→ **What the task asks**
Reproduce each line exactly. Skip none.

************

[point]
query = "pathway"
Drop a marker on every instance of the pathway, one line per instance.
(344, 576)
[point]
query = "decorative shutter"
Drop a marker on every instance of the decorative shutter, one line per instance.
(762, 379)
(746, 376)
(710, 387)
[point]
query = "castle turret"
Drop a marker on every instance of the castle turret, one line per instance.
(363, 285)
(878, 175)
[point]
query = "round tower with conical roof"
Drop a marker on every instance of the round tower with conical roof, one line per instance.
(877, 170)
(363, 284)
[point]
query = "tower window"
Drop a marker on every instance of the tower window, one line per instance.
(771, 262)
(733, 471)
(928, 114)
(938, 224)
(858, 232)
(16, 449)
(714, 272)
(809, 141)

************

→ **Expected answer**
[point]
query = "pathway"
Drop a marker on every instance of the pathway, one line per instance.
(344, 576)
[point]
query = "decorative shutter"
Drop a marker on every instance of the decorative shutter, one line per instance.
(762, 379)
(746, 376)
(710, 387)
[point]
query = "castle turret"
Drop a marker on every instance of the castle turret, one line per instance.
(363, 285)
(878, 175)
[point]
query = "round tower with conical roof"
Drop a marker on every instance of the round tower with conical roof, one line per instance.
(877, 170)
(363, 284)
[point]
query = "tower window"
Drop a marker on every instance of the tower window, one line per instance.
(771, 262)
(733, 471)
(928, 114)
(938, 224)
(858, 232)
(16, 449)
(714, 272)
(809, 141)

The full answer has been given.